DEFINING ERECTILE DYSFUNCTION
Erectile dysfunction (ED) is defined as the inability to have an erection satisfactory for penetration. It is a very common complaint in men and fortunately, one that can be restored in most situations.
The causes are often psychogenic (anxiety, fear of not satisfying one’s partner, depression, etc.) or physical (trauma to the external genitalia , radiation injury, pelvic surgery, etc.). Rarely, the cause may be hormonal, i.e., secondary to a low serum testosterone (male sex hormone) level. Regardless of the cause, treatment is often effective in a single office session.
Erectile dysfunction can occur transiently as a result of the above causes which can be treated by reducing the psychogenic cause or if physical, have the ED treated by medical, injectable or surgical therapy. For example, erectile dysfunction (ED) in men who are anxious or who are afraid of “under-performing” can often be discerned on history and treated by reassurance and by reducing one’s fear of failure. If this approach is not successful, a small dose of medication used to increase blood flow to the penis is often enough to convince the patient that he does not have an ailment which can’t be corrected.

Work request 1: Copy from the erectile dysfunction text word for word, starting with "The causes are" and going on through "single office session.".
Work request 2: Render this sentence from the erectile dysfunction text in Spanish: "Regardless of the cause, treatment is often effective in a single office session."
The material that follows has no connection to the erectile dysfunction text.

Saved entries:
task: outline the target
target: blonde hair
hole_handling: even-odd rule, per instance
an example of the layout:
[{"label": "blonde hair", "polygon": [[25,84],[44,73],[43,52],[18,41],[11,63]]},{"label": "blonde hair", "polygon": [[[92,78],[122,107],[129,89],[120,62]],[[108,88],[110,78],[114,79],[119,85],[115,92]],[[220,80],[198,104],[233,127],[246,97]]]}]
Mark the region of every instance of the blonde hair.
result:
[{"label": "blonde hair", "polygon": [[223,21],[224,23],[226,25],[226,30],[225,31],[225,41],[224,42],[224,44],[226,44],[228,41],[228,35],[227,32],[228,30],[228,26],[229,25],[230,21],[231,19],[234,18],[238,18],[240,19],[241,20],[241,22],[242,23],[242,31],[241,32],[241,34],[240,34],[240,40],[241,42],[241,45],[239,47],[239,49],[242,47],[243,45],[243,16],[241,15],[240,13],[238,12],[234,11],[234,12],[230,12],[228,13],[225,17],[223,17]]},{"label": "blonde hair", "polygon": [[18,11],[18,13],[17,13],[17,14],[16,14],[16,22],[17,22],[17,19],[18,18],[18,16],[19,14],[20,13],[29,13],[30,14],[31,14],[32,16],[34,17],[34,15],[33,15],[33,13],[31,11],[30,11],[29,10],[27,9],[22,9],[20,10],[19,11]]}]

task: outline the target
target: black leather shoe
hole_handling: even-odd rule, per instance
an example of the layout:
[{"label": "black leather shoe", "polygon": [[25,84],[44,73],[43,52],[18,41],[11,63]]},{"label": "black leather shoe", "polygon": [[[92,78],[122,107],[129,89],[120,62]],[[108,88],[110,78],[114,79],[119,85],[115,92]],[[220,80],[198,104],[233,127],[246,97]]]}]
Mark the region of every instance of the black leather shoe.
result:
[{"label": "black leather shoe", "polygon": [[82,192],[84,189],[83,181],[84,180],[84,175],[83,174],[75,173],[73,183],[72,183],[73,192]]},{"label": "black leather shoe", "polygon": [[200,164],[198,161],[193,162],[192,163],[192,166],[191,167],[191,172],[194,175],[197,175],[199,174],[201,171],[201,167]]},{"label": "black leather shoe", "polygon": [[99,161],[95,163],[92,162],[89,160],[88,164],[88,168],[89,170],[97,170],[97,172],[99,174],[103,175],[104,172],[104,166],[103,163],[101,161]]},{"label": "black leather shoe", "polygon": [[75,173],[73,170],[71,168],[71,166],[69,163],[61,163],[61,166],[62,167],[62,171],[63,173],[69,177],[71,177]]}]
---
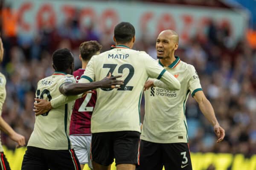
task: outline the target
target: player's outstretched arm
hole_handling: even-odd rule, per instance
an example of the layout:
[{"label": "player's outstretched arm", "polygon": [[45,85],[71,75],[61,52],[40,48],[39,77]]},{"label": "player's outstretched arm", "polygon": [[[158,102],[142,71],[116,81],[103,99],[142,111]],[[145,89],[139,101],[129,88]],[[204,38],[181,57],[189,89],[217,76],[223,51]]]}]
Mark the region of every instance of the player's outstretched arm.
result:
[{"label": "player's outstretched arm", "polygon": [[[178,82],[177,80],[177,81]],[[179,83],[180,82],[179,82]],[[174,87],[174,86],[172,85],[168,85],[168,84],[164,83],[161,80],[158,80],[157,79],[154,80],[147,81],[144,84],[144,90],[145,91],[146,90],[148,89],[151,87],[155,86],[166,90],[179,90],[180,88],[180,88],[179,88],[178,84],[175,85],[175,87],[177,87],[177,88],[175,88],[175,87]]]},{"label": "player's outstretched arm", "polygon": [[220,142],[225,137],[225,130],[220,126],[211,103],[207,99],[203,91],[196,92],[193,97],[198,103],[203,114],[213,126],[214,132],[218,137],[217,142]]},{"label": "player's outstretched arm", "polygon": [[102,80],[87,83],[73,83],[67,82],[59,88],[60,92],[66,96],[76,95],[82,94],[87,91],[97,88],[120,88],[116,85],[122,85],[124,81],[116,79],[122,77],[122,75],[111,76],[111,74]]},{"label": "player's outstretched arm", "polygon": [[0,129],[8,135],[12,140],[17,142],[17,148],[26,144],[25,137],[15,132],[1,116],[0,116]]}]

Written answer 1:
The causes are often psychogenic (anxiety, fear of not satisfying one’s partner, depression, etc.) or physical (trauma to the external genitalia , radiation injury, pelvic surgery, etc.). Rarely, the cause may be hormonal, i.e., secondary to a low serum testosterone (male sex hormone) level. Regardless of the cause, treatment is often effective in a single office session.

Written answer 2: Independientemente de la causa, el tratamiento suele ser eficaz en una sola sesión en el consultorio.